A deslocação é feita para um lugar que suscita reflexão. O retorno ao ponto de partida é um estar dentro, mas simultaneamente fora. No regresso, como se fosse um improviso, irrompe uma torrente de memórias, num registo de imagens fugidias. A aceleração projeta espelhos multiplicadores, um modo de escapar à fixidez.

Os contrapontos encontram, por oposição, referentes precisos: Nova York, Capri, Bahia, Ceará, Recife, Lisboa… Que tempo faz? Como se vive? Se Brasília aponta para uma dimensão trans-histórica e trans-temporal, a habitante da terra Clarice Lispector pede também que haja lugar para o terreno banalizado.

A escrita, o texto: hibridismos

As referências esperáveis num texto cronístico, as impressões objetivas e as notações referenciais de diversa ordem (geográfica, arquitetônica, climatérica, social, etc.), tudo o que é do domínio do fatual projeta-se numa outra esfera. Continuamente somos transportados para o domínio da superação e da transmutação. O frio, a luz, a cor da terra, as árvores, o trânsito, etc. são transformados em signos claricianos. Tudo é o salto para a visão amplamente pulverizada, para a ultrapassagem do imediato. Entrelaçam-se continuamente os dados fatuais com as alusões fantásticas, como quando entre parênteses a narradora afirma que interrompeu “os crimes para comer”. Ou quando se diz que os ratos de Brasília comem carne humana.

> **Dados apresentados**:
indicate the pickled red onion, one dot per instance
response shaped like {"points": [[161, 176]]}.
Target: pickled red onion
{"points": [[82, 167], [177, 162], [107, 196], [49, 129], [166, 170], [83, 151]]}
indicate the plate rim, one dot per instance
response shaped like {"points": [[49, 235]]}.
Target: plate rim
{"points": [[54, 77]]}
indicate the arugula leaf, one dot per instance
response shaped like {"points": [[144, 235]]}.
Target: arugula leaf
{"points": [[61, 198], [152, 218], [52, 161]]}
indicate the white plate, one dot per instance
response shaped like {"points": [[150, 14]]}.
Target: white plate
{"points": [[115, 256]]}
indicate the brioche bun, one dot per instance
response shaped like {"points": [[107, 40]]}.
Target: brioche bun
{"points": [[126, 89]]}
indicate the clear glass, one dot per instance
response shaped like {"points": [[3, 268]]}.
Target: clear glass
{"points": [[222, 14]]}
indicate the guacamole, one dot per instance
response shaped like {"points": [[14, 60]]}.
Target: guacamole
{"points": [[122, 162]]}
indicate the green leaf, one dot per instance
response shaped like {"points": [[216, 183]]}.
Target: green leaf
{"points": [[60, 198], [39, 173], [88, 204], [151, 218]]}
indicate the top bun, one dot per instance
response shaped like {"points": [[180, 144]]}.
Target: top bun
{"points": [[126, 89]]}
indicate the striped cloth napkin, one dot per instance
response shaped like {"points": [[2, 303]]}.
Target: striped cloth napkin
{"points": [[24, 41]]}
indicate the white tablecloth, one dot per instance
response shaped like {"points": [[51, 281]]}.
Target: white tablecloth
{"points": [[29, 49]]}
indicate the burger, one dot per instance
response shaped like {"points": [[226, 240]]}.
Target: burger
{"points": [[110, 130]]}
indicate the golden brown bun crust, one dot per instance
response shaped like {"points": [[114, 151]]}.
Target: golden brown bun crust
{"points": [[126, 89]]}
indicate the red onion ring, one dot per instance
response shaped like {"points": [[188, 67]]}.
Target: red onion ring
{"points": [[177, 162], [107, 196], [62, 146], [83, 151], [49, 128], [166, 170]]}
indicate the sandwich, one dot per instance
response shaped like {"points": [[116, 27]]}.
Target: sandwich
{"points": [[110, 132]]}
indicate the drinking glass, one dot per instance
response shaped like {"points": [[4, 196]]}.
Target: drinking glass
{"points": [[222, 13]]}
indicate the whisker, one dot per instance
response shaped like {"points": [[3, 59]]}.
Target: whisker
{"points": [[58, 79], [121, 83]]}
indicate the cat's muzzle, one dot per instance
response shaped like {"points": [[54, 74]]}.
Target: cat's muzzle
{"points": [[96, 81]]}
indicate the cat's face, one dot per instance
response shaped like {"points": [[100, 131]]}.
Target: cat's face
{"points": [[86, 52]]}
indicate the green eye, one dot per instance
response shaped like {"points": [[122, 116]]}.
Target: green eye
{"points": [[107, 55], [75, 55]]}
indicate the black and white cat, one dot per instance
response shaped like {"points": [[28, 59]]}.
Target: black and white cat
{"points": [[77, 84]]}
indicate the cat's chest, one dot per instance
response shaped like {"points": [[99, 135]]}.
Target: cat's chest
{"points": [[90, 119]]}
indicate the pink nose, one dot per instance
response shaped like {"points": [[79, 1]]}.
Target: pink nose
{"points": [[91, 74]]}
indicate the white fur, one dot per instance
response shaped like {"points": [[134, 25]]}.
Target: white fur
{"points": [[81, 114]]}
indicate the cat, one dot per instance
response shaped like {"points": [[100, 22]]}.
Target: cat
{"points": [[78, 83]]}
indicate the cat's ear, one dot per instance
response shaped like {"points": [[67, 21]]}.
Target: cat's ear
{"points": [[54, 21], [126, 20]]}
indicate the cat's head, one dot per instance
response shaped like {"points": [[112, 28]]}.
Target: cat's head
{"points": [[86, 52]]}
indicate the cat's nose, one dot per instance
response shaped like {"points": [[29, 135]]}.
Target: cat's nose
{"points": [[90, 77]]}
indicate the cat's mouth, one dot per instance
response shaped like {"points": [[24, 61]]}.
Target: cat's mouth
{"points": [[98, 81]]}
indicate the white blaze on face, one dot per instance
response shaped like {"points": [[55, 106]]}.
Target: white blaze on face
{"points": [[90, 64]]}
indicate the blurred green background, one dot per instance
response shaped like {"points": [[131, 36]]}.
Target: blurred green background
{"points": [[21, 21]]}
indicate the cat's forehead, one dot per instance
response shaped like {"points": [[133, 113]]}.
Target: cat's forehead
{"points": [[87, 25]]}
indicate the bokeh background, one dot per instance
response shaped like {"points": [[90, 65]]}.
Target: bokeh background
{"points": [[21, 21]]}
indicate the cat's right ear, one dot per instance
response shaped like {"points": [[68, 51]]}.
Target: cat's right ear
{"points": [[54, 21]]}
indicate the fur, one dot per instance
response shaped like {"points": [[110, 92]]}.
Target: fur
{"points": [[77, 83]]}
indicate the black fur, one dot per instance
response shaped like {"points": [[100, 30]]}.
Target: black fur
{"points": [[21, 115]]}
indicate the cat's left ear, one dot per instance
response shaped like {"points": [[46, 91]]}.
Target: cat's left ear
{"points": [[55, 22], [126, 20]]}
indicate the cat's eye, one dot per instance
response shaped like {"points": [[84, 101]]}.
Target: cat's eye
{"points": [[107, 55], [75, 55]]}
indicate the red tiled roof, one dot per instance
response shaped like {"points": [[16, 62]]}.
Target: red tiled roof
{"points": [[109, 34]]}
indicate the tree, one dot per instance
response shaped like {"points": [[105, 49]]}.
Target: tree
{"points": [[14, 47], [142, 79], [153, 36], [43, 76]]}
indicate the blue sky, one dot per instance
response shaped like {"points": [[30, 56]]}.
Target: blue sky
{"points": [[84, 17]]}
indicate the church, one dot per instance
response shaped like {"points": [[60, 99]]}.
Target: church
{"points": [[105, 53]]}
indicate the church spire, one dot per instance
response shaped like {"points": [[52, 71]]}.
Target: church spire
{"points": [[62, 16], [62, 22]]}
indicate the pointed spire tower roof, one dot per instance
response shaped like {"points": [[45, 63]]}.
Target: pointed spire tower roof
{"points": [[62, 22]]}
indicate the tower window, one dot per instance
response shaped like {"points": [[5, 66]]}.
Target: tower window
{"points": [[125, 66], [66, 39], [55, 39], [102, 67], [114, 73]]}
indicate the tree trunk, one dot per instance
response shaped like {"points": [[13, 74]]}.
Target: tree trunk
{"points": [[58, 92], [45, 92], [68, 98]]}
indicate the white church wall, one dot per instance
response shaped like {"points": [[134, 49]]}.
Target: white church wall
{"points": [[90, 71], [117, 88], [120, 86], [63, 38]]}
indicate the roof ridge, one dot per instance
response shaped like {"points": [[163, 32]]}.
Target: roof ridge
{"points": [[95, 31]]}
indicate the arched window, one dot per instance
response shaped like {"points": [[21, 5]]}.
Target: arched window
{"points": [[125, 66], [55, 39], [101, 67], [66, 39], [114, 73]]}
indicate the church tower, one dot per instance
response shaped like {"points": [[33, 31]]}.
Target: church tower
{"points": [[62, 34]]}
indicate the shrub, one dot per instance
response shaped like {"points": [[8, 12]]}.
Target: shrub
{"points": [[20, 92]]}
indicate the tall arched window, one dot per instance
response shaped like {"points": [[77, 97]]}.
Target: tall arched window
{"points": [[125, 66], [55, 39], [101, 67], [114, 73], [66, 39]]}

> **Requisito A**:
Reproduza fielmente as linhas das entradas, começando pela linha que contém "indicate the church tower, one" e terminando na última linha das entradas, ambas incluídas.
> **Requisito B**:
Prossiga o texto sobre a escrita de Clarice Lispector acerca de Brasília a partir da última frase apresentada.

> **Resposta escrita A**:
indicate the church tower, one dot per instance
response shaped like {"points": [[33, 31]]}.
Target: church tower
{"points": [[62, 34]]}
indicate the shrub, one dot per instance
response shaped like {"points": [[8, 12]]}.
Target: shrub
{"points": [[20, 92]]}
indicate the tall arched window, one dot per instance
response shaped like {"points": [[77, 97]]}.
Target: tall arched window
{"points": [[125, 66], [55, 39], [101, 67], [114, 73], [66, 39]]}

> **Resposta escrita B**:
Na visão proposta, ecoa permanentemente o impulso criador: “minha insónia sou eu, é vivida, é o meu espanto”; “Eles ergueram o espanto inexplicado. A criação não é uma compreensão, é um novo mistério”.

Pode então afirmar-se que a “Brasília” de Clarice é espelho da escrita: a autora capta a cidade no seu tempo, que é o de uma estranheza reconhecida. Em espelho, na cidade encontra-se a si própria. Por todo o lado, nós, leitores, fazemos o reconhecimento, ao lermos os lugares, os tópicos do universo lispectoriano. Lugares em perspectiva: o mundo é de tantas maneiras quantas aquelas que Lispector nos diz que pode ser visto e tantas mais quantas nós, lispectorizados, o passamos a ver.

“Brasília” é onde género não pega mais, é desde sempre toda a obra a escapar ao rótulo. É em Água Viva que encontramos o gesto assinalado, a máxima “gênero não me pega mais”. Aliás a gestação deste livro dá conta do processo e traz essa marca explicitada. Numa página que se segue à folha de rosto do datiloscrito “Objeto Gritante”, atente-se no que poderia ser um rascunho para uma nota proemial semelhante às que aparecem em A Paixão segundoG.H. ou Uma Aprendizagem ou o Livro dos Prazeres (os romances imediatamente anteriores). Entrecruzam-se dois texto snessa página; a cor da tinta é diferente:

Este é um anti-livro. O núcleo é “it”.

Se você considerar isto aqui mais do que carta, fique ciente de que é um anti-livro.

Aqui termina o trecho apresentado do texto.